# What's your name?



## Faraón80

How do you say in Hebrew:

Whats your name?

My name is so and so...

I would appreciate it if you put the phonetics in english and the actual letters in hebrew.

Thanks in advance.


----------



## elroy

_What is your name? _- ?איך קוראים לך (to a man: _ech korim lecha_; to a woman: _ech korim lach_) or ?מה שמך (to a man: _ma shimcha_; to a woman: _ma shmech_)

_My name is..._ - ...קוראים לי (_korim li..._) or ...שמי (_shmi..._)


----------



## dcx97

What is the difference between ?מה שמך and ?איך קוראים לך ?

I'm guessing the difference is the same as that between "Quel est votre nom ?" and "Comment vous appelez-vous ?" in French. The former is grammatically correct but native speakers never speak that way; they ALWAYS use the latter.


----------



## ADoA

There is no difference in intention, but there is a difference in formality and literal meaning.

מה שמך is very formal and literally translates to "what is your name." It is very close to another, less formal way of asking someone's name, מה השם שלך
איך קוראים לך is the least formal and literally translates to "how are you being called"
Elroy's phonetics are dead on, but the word *korim *is pronounced *kor'im*, with a slight accent on the letter 'i.'


----------



## dcx97

I see. Thank you!
I've always heard קוראים pronounced "ko rim", never "kor im". I guess I didn't listen closely enough.


----------



## ADoA

It's hard to notice sometimes and some actually mispronounce it when speaking fast (younger generation I'm sure), but the 'i' has to be pronounced as a result of the Alef (א) being there


----------



## dcx97

So the formal pronunciation is "kor-im", not "ko-rim"?


----------



## ADoA

That's correct. 

I came across a very useful website earlier which will explain this beautifully. I can't provide a direct link because the post is flagged for moderation and the moderators take forever. The website's name is Forvo. Type in קוראים and you'll come up with a number of sentences with the actual spoken word that you can play.


----------



## dcx97

Thanks!


----------

• _DIRECTION A_
Set down, character for character, the portion of the entries below that begins with the line containing "find pilot helmet" and ends with the final line of those entries.

• _GIVEN INFORMATION_

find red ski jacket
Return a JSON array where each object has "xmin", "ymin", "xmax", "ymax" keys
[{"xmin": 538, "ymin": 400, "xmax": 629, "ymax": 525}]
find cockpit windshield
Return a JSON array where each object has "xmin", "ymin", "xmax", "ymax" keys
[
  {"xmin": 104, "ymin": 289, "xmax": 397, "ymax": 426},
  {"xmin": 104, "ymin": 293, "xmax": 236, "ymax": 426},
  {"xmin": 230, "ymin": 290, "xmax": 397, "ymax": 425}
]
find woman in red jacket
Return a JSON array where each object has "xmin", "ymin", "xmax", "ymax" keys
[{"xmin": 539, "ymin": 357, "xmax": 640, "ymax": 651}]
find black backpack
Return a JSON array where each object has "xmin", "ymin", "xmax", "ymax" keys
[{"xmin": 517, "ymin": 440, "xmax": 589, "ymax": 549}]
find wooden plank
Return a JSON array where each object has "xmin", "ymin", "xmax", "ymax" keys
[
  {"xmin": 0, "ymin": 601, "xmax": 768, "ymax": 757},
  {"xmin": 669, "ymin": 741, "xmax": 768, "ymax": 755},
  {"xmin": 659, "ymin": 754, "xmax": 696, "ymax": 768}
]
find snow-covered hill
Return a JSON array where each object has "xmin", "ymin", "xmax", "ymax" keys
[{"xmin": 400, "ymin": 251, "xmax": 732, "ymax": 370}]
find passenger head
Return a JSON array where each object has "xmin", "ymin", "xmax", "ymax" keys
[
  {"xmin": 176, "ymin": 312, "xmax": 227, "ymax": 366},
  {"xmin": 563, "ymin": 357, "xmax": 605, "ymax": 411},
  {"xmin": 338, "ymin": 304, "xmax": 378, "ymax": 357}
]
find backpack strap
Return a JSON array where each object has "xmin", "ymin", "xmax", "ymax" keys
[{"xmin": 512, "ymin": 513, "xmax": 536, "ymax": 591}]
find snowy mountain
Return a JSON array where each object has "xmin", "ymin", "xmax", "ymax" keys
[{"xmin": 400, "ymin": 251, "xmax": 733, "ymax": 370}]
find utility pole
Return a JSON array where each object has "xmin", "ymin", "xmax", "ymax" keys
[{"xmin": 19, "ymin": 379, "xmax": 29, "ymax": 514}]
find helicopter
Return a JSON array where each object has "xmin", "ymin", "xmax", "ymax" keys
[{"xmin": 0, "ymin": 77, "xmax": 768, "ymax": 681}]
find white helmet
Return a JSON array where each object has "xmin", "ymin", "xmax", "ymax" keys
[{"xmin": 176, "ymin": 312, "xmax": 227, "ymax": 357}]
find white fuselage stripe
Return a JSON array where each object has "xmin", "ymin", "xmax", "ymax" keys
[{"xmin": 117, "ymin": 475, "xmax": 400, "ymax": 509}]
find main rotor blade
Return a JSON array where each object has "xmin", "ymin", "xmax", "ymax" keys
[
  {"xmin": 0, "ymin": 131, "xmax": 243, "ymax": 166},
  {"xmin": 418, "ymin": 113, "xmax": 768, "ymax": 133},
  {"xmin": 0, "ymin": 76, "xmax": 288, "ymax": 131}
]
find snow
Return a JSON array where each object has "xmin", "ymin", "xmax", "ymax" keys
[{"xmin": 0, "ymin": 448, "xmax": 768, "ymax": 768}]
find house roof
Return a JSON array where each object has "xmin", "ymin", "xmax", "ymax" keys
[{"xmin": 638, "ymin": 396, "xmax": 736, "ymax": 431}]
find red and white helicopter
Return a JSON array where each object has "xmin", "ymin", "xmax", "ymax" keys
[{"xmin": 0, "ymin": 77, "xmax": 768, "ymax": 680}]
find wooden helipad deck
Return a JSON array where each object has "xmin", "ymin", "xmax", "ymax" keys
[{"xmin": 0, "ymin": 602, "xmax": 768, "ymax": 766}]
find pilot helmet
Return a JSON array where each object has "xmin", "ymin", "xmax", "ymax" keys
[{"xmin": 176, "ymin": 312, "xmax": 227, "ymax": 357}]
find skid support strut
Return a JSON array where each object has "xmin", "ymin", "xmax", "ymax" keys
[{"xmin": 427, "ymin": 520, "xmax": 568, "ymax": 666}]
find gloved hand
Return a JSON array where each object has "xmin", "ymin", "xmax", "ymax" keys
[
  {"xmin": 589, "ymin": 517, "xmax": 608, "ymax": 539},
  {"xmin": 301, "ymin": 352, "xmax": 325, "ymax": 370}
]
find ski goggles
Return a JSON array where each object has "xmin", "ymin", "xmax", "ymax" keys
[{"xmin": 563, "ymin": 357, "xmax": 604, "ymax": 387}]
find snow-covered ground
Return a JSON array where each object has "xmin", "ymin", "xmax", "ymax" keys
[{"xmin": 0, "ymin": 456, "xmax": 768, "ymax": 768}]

• _DIRECTION B_
Extract the forum thread above on asking someone's name in Hebrew and reproduce it in full, unchanged.

• _EXPECTED OUTPUT A_
find pilot helmet
Return a JSON array where each object has "xmin", "ymin", "xmax", "ymax" keys
[{"xmin": 176, "ymin": 312, "xmax": 227, "ymax": 357}]
find skid support strut
Return a JSON array where each object has "xmin", "ymin", "xmax", "ymax" keys
[{"xmin": 427, "ymin": 520, "xmax": 568, "ymax": 666}]
find gloved hand
Return a JSON array where each object has "xmin", "ymin", "xmax", "ymax" keys
[
  {"xmin": 589, "ymin": 517, "xmax": 608, "ymax": 539},
  {"xmin": 301, "ymin": 352, "xmax": 325, "ymax": 370}
]
find ski goggles
Return a JSON array where each object has "xmin", "ymin", "xmax", "ymax" keys
[{"xmin": 563, "ymin": 357, "xmax": 604, "ymax": 387}]
find snow-covered ground
Return a JSON array where each object has "xmin", "ymin", "xmax", "ymax" keys
[{"xmin": 0, "ymin": 456, "xmax": 768, "ymax": 768}]

• _EXPECTED OUTPUT B_
# What's your name?



## Faraón80

How do you say in Hebrew:

Whats your name?

My name is so and so...

I would appreciate it if you put the phonetics in english and the actual letters in hebrew.

Thanks in advance.


----------



## elroy

_What is your name? _- ?איך קוראים לך (to a man: _ech korim lecha_; to a woman: _ech korim lach_) or ?מה שמך (to a man: _ma shimcha_; to a woman: _ma shmech_)

_My name is..._ - ...קוראים לי (_korim li..._) or ...שמי (_shmi..._)


----------



## dcx97

What is the difference between ?מה שמך and ?איך קוראים לך ?

I'm guessing the difference is the same as that between "Quel est votre nom ?" and "Comment vous appelez-vous ?" in French. The former is grammatically correct but native speakers never speak that way; they ALWAYS use the latter.


----------



## ADoA

There is no difference in intention, but there is a difference in formality and literal meaning.

מה שמך is very formal and literally translates to "what is your name." It is very close to another, less formal way of asking someone's name, מה השם שלך
איך קוראים לך is the least formal and literally translates to "how are you being called"
Elroy's phonetics are dead on, but the word *korim *is pronounced *kor'im*, with a slight accent on the letter 'i.'


----------



## dcx97

I see. Thank you!
I've always heard קוראים pronounced "ko rim", never "kor im". I guess I didn't listen closely enough.


----------



## ADoA

It's hard to notice sometimes and some actually mispronounce it when speaking fast (younger generation I'm sure), but the 'i' has to be pronounced as a result of the Alef (א) being there


----------



## dcx97

So the formal pronunciation is "kor-im", not "ko-rim"?


----------



## ADoA

That's correct. 

I came across a very useful website earlier which will explain this beautifully. I can't provide a direct link because the post is flagged for moderation and the moderators take forever. The website's name is Forvo. Type in קוראים and you'll come up with a number of sentences with the actual spoken word that you can play.


----------



## dcx97

Thanks!


----------